Dataset records >>
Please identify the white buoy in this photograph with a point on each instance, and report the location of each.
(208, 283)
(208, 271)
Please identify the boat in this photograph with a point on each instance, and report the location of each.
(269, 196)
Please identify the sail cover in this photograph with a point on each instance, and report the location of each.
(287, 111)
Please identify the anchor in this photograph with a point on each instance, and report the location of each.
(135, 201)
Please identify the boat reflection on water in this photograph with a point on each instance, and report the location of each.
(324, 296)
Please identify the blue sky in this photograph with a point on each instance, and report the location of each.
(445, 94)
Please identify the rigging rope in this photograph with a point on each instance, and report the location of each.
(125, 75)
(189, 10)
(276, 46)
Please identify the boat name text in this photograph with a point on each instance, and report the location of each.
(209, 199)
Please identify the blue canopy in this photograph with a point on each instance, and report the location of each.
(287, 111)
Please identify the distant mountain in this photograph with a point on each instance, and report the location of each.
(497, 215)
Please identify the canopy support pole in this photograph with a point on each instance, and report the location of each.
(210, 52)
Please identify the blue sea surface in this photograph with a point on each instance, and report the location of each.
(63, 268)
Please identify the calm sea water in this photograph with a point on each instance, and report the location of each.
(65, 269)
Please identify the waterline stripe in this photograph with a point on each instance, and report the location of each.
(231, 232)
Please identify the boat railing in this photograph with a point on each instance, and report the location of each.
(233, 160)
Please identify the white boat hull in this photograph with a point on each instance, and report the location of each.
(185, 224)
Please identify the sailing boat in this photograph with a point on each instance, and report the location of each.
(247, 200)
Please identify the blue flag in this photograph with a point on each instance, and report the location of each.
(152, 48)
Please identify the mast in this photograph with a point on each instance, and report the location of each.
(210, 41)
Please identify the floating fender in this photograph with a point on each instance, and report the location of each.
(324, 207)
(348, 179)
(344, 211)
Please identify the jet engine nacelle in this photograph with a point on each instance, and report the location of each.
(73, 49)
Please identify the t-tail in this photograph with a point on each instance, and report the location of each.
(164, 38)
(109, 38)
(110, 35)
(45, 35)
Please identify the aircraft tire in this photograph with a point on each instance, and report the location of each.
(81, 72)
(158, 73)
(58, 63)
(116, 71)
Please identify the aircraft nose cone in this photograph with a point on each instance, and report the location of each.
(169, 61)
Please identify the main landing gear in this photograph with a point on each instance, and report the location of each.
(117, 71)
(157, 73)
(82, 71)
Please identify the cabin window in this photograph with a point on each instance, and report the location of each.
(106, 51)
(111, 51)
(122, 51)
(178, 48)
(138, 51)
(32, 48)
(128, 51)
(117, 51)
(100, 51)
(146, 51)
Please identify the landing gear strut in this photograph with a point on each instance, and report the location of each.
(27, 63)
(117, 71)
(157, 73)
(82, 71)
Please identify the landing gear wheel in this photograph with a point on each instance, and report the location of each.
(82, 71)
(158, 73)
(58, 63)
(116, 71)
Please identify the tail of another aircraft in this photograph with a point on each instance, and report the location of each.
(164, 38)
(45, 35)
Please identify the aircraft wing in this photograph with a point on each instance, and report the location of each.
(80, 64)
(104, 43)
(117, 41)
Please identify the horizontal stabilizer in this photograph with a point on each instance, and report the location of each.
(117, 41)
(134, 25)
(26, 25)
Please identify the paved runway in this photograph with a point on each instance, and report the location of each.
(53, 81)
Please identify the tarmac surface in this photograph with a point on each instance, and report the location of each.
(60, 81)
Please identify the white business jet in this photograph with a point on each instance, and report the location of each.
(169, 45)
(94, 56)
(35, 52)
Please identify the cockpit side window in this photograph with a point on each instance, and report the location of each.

==

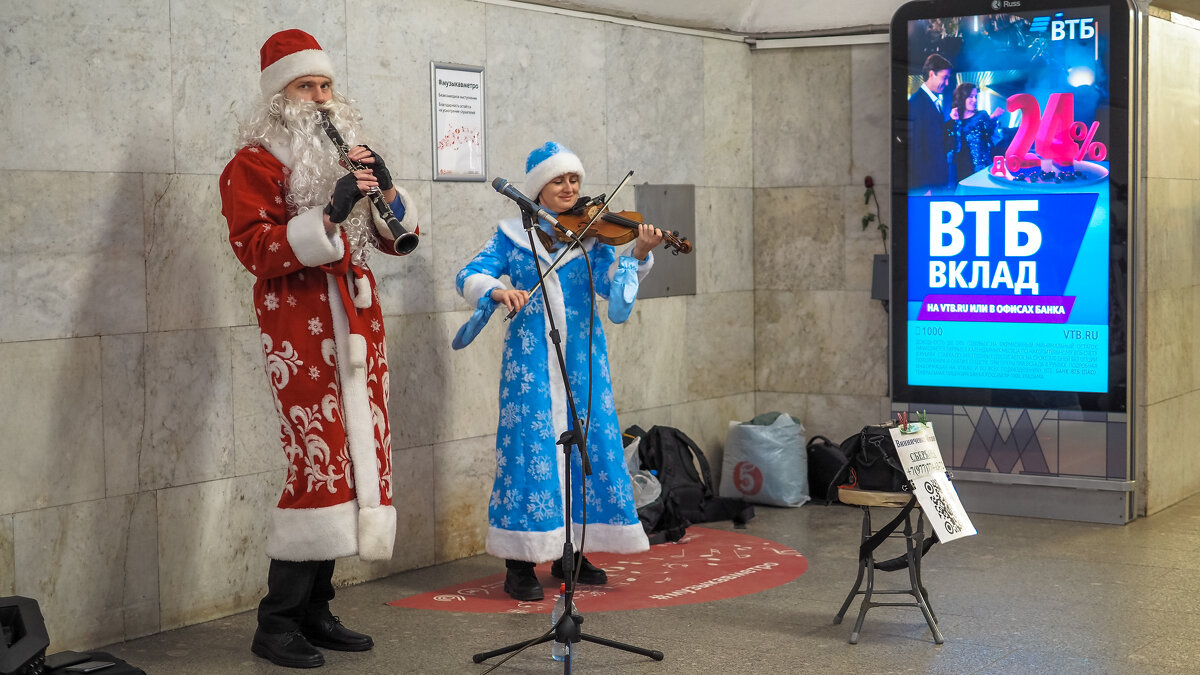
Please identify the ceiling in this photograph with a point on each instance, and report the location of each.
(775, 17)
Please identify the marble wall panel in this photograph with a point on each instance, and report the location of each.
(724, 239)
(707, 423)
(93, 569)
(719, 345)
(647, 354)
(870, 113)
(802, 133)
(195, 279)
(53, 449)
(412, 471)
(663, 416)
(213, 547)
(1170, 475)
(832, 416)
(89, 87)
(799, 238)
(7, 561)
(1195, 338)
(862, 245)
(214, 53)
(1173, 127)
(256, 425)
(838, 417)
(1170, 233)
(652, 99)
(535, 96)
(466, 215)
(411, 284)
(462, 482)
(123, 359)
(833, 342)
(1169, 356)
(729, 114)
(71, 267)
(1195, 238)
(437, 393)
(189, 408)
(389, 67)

---

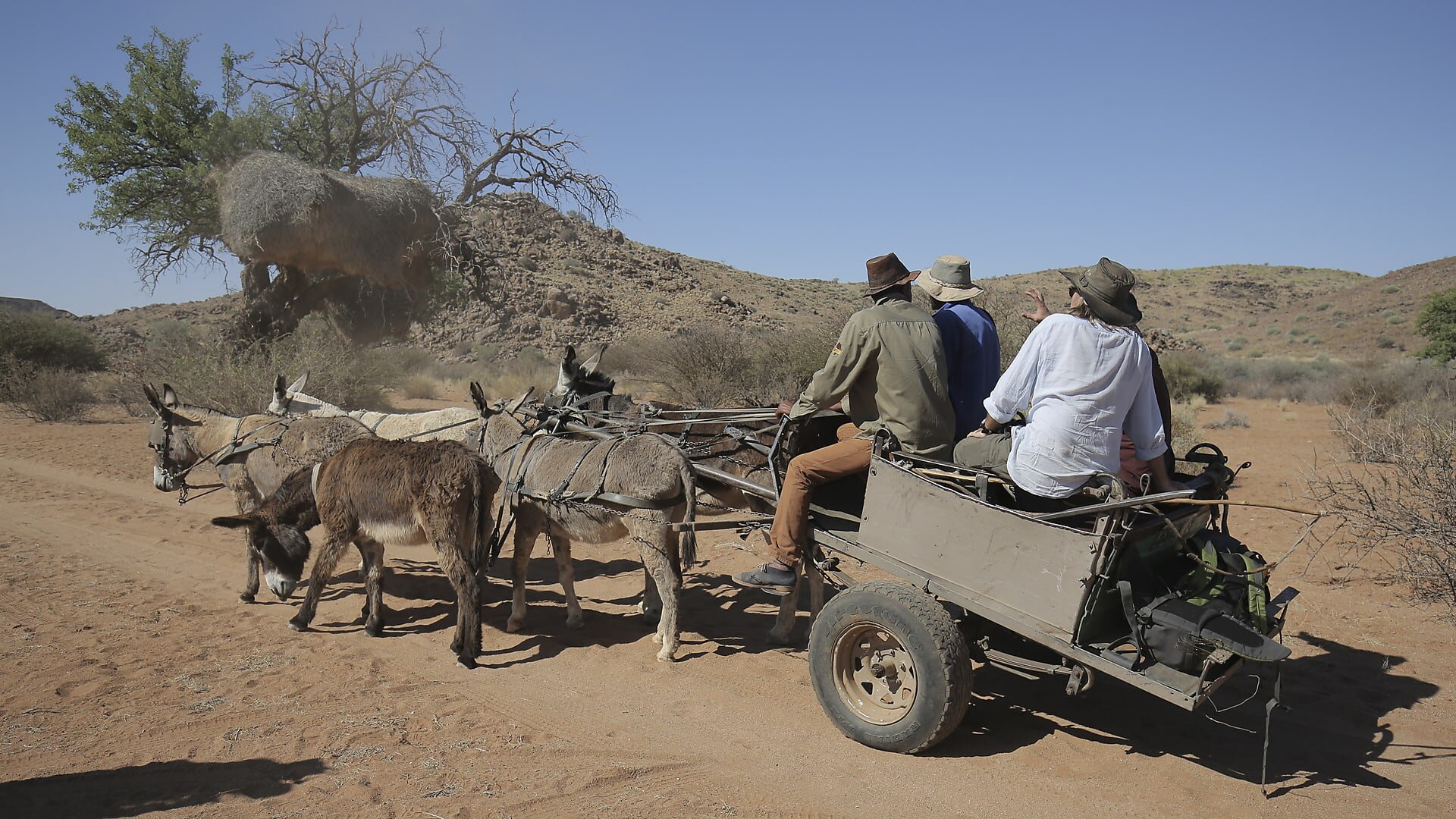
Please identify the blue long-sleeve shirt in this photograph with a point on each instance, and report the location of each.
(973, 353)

Instructions to follow >>
Above are the records; copy exactly the lines from the line with "Please identify the landing gear strut" through the line with "Please identify the cockpit", both included.

Expected answer >>
Please identify the landing gear strut in this photograph with a point on each instance, and report the location of each.
(27, 63)
(117, 71)
(157, 73)
(82, 71)
Please identify the landing gear wheel in this photograph with a point on each instance, and report the location of each.
(82, 71)
(158, 73)
(58, 63)
(116, 71)
Please identify the tail of another aircraft in this photograph with a point on each instance, and report the location of each.
(164, 38)
(45, 35)
Please identify the aircraft wing in this photograph with a point on each instance, and report the location of each.
(80, 64)
(104, 43)
(117, 41)
Please identify the horizontal stabilizer in this photograph with a point on each instance, and report the location of each.
(117, 41)
(134, 25)
(26, 25)
Please identify the paved runway in this photograph with a point on each instance, and report the location of each.
(53, 81)
Please identify the tarmac surface in this photograph with a point on each instance, and report the location of each.
(60, 81)
Please identify the white business jet in this photograph with a point on each instance, and report the location of each.
(169, 45)
(94, 56)
(35, 52)
Please identify the cockpit side window in this photograph with a point on each instance, and report the location of each.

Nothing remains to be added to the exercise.